Referring expression data
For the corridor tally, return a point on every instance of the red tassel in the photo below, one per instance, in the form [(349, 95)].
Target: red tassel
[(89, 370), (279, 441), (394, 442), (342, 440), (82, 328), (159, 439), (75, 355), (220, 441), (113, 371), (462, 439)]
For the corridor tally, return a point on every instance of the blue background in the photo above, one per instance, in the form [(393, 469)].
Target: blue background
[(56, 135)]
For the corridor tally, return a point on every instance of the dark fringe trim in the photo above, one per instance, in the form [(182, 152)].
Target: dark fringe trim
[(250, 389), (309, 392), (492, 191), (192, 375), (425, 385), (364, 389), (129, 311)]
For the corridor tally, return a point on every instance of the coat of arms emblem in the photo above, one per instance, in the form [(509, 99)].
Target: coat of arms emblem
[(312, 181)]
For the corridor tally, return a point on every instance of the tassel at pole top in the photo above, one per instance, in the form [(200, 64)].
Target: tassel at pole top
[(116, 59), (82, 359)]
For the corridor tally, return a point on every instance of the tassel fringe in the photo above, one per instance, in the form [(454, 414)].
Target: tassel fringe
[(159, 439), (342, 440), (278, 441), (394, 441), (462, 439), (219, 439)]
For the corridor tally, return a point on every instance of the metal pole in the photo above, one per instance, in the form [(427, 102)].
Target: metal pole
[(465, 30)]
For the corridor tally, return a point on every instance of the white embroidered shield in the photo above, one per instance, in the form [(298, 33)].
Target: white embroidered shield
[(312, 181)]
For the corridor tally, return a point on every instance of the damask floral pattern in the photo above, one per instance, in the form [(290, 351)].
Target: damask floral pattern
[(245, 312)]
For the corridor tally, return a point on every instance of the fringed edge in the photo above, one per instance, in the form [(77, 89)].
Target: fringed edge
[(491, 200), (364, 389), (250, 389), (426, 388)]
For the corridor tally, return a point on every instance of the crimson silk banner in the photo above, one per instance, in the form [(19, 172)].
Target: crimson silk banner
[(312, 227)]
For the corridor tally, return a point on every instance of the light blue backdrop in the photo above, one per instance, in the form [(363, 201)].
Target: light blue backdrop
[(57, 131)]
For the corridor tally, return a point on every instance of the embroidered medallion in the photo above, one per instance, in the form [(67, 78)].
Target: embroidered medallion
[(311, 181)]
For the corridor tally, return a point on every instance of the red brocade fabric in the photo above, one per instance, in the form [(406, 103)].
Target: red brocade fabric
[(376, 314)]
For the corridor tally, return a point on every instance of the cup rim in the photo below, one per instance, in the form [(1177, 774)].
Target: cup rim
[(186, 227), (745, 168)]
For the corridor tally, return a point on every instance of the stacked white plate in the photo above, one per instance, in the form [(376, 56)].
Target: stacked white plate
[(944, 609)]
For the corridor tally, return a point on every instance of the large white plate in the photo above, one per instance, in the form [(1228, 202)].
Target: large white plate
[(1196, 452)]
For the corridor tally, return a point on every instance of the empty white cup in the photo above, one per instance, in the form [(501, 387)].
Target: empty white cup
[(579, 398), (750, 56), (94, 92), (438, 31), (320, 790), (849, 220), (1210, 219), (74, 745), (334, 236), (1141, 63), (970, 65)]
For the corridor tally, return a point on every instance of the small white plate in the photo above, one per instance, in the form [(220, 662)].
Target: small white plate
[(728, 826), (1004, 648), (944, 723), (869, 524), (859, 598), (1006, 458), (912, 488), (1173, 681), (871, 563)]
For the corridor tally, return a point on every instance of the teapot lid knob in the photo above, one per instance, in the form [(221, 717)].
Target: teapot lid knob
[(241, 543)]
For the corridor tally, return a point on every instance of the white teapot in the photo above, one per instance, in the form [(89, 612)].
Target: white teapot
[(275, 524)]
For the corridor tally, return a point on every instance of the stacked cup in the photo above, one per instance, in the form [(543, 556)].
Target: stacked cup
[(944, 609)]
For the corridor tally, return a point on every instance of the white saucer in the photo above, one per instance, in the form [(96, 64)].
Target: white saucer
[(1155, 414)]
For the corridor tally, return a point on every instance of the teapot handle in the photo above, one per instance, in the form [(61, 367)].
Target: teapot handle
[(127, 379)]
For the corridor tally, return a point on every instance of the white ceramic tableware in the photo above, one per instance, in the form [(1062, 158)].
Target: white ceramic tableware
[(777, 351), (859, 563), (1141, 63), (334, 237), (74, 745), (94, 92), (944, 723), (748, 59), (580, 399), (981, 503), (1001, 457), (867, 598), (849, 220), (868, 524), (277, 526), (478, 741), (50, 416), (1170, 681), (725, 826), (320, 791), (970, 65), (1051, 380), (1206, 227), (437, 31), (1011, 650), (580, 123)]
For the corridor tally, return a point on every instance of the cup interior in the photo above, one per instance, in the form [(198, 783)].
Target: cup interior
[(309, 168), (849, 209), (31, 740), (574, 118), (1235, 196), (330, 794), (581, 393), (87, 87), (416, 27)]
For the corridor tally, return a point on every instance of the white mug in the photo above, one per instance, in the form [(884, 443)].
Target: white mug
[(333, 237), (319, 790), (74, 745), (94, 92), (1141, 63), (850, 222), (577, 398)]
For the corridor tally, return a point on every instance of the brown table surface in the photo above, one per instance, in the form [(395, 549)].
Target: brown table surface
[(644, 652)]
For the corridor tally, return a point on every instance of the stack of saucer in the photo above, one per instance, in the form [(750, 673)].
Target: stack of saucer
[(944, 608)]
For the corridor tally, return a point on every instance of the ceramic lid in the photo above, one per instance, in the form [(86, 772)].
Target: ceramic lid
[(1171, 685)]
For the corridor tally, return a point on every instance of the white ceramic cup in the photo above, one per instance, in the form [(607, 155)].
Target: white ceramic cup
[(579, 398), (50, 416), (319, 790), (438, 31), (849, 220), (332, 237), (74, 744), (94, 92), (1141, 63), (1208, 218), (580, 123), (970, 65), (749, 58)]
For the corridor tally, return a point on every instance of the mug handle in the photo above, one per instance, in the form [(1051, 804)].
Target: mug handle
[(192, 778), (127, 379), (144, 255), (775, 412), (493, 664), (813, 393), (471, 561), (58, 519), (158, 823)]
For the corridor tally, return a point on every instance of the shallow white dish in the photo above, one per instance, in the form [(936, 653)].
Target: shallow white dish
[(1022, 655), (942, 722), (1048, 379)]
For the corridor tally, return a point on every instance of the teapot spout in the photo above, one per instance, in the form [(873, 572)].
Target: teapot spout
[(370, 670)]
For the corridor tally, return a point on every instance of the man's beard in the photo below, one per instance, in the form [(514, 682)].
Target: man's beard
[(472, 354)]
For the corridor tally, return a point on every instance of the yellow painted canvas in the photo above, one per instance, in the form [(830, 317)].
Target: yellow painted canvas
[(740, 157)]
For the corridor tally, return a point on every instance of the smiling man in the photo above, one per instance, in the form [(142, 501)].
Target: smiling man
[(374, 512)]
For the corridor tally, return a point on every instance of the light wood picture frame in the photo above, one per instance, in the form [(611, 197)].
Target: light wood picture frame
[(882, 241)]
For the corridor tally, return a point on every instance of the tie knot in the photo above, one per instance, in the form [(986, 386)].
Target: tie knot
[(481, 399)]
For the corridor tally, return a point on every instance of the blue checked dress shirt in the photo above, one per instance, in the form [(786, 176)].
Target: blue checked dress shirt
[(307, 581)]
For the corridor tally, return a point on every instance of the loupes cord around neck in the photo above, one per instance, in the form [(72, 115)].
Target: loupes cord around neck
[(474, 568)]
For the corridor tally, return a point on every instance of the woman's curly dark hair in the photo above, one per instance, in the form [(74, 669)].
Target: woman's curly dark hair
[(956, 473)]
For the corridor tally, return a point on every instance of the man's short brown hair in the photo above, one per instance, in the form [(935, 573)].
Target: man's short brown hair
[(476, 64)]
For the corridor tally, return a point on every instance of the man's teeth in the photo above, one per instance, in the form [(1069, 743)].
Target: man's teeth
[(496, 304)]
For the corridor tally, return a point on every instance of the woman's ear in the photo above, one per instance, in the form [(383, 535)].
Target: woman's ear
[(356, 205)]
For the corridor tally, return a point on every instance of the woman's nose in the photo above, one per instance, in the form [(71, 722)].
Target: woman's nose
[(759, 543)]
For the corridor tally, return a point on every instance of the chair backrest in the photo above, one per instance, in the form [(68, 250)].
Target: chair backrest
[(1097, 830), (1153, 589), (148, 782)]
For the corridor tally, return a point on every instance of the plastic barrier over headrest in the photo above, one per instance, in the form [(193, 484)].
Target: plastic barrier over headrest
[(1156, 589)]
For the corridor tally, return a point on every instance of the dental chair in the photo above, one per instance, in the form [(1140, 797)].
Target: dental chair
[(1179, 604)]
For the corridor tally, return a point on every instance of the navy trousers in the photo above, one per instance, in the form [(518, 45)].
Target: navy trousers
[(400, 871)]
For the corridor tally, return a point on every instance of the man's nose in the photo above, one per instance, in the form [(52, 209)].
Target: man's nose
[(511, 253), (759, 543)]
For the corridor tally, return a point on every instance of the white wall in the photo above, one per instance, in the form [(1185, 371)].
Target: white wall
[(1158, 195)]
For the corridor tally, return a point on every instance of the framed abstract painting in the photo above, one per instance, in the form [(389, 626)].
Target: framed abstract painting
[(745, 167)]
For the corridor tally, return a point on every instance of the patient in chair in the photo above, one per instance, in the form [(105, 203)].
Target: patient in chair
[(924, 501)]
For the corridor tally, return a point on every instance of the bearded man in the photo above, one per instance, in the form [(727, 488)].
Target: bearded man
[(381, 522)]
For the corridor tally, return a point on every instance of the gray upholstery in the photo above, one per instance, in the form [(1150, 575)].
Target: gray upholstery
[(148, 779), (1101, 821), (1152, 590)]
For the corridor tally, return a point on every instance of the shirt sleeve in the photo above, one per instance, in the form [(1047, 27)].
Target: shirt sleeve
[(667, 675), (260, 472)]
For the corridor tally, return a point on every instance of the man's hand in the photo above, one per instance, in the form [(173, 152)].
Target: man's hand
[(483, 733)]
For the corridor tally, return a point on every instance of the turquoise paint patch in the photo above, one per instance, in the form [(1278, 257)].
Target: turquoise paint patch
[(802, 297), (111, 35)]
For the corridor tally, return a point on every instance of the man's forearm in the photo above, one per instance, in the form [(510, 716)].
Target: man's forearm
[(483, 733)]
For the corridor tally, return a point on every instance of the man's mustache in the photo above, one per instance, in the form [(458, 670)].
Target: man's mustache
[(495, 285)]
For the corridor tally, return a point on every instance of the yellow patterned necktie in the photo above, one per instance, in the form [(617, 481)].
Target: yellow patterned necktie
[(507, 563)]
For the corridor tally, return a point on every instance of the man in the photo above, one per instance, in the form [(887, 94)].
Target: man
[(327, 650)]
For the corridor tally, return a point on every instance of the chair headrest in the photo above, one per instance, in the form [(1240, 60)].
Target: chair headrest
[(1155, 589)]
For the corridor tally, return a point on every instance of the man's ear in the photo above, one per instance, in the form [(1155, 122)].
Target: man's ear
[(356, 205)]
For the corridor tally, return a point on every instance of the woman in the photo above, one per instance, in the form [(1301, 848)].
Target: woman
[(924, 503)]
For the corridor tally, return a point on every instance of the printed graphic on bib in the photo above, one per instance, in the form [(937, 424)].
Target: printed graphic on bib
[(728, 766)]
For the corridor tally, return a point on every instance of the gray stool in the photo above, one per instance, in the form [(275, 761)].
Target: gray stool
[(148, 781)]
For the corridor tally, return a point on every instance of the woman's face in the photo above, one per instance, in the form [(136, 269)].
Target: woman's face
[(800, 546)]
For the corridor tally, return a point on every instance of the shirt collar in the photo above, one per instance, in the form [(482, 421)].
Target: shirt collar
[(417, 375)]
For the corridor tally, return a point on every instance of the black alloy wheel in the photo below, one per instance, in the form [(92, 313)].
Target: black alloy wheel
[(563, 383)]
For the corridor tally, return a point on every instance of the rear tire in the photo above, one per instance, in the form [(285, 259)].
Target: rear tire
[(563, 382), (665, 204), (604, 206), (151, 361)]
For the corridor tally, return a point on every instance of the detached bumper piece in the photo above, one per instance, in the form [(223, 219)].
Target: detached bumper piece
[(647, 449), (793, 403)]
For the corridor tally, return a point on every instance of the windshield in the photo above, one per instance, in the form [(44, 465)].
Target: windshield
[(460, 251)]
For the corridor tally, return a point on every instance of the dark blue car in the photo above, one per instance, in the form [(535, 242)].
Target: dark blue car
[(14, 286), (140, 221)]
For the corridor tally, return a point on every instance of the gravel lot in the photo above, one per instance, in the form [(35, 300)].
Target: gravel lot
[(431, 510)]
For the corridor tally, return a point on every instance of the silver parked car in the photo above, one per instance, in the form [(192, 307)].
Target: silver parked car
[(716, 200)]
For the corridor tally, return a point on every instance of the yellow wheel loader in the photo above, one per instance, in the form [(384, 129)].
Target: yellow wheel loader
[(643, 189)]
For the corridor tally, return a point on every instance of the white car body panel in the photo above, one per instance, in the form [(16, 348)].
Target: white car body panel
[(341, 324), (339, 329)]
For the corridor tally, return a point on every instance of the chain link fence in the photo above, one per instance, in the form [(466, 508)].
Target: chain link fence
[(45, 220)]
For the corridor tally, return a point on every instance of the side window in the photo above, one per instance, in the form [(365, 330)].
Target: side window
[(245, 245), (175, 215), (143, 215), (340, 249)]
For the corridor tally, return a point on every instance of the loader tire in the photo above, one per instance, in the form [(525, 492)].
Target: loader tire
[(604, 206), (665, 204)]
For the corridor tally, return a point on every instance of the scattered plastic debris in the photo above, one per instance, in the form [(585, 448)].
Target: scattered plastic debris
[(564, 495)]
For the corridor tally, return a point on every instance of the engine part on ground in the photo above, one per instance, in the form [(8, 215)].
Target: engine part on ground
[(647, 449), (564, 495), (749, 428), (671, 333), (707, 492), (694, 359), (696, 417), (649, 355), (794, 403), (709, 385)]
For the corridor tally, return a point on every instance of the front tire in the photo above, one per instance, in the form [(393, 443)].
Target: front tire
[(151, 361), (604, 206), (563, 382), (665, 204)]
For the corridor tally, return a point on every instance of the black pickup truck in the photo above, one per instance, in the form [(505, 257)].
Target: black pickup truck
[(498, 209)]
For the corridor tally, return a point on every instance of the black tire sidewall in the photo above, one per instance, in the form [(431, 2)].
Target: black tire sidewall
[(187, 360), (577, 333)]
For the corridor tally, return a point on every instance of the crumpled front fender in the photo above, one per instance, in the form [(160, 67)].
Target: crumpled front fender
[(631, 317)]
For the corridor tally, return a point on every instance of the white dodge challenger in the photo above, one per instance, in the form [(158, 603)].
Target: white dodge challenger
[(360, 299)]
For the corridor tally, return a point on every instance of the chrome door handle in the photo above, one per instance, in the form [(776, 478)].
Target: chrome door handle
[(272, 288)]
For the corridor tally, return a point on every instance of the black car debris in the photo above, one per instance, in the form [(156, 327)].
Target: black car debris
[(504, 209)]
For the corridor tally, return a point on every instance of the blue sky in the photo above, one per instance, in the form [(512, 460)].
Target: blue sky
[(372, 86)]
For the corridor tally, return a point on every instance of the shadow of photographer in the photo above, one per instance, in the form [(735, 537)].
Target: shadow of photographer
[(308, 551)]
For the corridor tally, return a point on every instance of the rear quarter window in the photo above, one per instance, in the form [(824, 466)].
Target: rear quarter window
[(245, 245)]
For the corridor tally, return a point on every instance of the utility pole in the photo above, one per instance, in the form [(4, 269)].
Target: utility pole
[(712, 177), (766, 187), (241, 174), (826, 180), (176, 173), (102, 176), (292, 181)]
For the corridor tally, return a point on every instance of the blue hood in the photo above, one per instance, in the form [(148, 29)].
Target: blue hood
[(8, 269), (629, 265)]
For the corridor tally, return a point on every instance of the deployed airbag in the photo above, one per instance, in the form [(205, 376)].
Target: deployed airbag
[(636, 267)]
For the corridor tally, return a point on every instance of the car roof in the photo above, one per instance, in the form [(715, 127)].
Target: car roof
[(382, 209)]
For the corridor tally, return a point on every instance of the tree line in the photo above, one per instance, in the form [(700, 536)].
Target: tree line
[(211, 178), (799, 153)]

§ Task: The stretch of entries above that starts with the line containing "form [(1228, 202)]." and goes on through the line containing "form [(220, 662)]." is to be transcribed exactly, and no other line is to be transcribed.

§ Answer space:
For the corridor tally, return a point on every instance of the large white plate in the photo above, one per instance, in the form [(1228, 202)].
Target: large white plate
[(1196, 452)]
For the corridor tally, return a point on every instance of the empty white cup in the photo above, one per instance, in the form [(501, 387)].
Target: empty white cup
[(579, 398), (750, 56), (94, 92), (438, 31), (320, 790), (849, 220), (1210, 219), (74, 745), (334, 236), (1141, 63), (970, 65)]
For the corridor tally, return a point on every instance of the small white plate in the photo above, one per instance, in the form [(220, 662)].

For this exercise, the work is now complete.